§ **Что нужно сделать**:
A - Перепечатайте из текста о воспоминаниях Лобанова отрывок между словами «В своих воспоминаниях» и «и ярмарке тщеславия.» включительно.
B - Сколько имён насчитывает именной указатель, по словам текста о воспоминаниях Лобанова?

В своих воспоминаниях Лобанов пишет, разумеется, не только об этом. Здесь история первого бегства в эмиграцию – из советской России в Румынию (настоящего бегства, с тайным пересечением границы, верным капитаном судна и арестом), история второго бегства – из Болгарии в Грецию (с трагическими на этот раз последствиями), записки о знаменитых предках-рюриковичах, о генерал-губернаторах, тайных советниках, дипломатах и генеалогах. На этих страницах соседствуют Катрин Денев и генерал Волкогонов, Сальватор Дали и Исайя Берлин, Никита Хрущев и Томас Уитни. В именном указателе – полторы тысячи имен.

Он пишет об имидже России и удушающей коррупции, о Пушкине и Любомире Левчеве, Илье Зильберштейне и Александре Шлепянове, Сергее Лифаре и Георгии Костаки. О выставках, художественных стилях, характерах встреченных им людей; о Франции, Америке, Украине; об интеллигенции и ярмарке тщеславия.

На первый взгляд, уловить систему в построении книги непросто. Но в действительности, это путешествие по жизни автора, с необходимыми и уточняющими повторами и новыми деталями, как это обычно и бывает при долгом рассказе своим родным и домочадцам. Читатель входит в биографию автора по многу раз, под разными углами: вот родовой заход, вот студенческий, вот нью-йоркский, тут – через отношения с музейными чиновниками, там – через жен и друзей, а вот – через аукционные цены на живопись.

Записи из набора данных
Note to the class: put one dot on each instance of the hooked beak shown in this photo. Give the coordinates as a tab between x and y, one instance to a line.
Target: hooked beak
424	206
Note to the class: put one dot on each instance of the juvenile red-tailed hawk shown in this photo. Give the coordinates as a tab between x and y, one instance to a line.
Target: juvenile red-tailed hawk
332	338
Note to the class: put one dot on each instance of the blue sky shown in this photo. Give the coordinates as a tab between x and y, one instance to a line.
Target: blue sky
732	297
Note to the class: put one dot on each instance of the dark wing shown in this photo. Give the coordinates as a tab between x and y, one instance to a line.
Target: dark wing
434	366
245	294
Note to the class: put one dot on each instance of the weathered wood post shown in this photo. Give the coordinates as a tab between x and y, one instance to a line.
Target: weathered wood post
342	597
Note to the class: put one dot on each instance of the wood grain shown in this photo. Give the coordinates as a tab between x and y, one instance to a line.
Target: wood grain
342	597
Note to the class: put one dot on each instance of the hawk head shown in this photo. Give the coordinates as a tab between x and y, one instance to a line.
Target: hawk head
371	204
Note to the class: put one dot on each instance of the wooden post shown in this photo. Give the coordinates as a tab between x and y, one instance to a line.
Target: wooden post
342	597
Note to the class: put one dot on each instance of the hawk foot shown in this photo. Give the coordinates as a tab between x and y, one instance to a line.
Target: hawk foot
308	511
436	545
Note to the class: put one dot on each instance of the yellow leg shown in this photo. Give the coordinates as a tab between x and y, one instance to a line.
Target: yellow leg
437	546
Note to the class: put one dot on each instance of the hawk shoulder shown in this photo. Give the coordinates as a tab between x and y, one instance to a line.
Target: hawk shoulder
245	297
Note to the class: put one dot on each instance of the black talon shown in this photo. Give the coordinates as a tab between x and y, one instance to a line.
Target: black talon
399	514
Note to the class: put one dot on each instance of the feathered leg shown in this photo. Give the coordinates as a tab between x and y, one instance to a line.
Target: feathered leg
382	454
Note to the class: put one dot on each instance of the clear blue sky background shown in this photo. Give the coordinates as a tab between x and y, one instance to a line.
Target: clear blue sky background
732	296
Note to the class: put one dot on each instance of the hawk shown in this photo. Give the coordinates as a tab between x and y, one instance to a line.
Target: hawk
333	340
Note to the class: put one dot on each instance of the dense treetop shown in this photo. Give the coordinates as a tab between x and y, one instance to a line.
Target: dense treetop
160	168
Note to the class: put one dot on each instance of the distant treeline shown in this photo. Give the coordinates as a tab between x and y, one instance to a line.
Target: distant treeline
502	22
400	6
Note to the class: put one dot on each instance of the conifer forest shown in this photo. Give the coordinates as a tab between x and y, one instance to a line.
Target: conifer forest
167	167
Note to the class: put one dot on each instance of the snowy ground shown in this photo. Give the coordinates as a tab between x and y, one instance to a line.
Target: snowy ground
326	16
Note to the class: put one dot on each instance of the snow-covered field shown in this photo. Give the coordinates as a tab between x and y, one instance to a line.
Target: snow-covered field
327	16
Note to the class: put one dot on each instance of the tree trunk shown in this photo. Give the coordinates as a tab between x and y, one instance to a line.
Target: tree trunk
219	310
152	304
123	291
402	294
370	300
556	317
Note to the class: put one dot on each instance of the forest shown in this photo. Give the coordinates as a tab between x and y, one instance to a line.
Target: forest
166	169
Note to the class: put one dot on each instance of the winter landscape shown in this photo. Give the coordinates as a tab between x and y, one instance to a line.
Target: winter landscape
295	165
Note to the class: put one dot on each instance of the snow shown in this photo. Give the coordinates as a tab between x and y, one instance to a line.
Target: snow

§ **Ответы к заданиям**:
A -
В своих воспоминаниях Лобанов пишет, разумеется, не только об этом. Здесь история первого бегства в эмиграцию – из советской России в Румынию (настоящего бегства, с тайным пересечением границы, верным капитаном судна и арестом), история второго бегства – из Болгарии в Грецию (с трагическими на этот раз последствиями), записки о знаменитых предках-рюриковичах, о генерал-губернаторах, тайных советниках, дипломатах и генеалогах. На этих страницах соседствуют Катрин Денев и генерал Волкогонов, Сальватор Дали и Исайя Берлин, Никита Хрущев и Томас Уитни. В именном указателе – полторы тысячи имен.

Он пишет об имидже России и удушающей коррупции, о Пушкине и Любомире Левчеве, Илье Зильберштейне и Александре Шлепянове, Сергее Лифаре и Георгии Костаки. О выставках, художественных стилях, характерах встреченных им людей; о Франции, Америке, Украине; об интеллигенции и ярмарке тщеславия.

B - Полторы тысячи.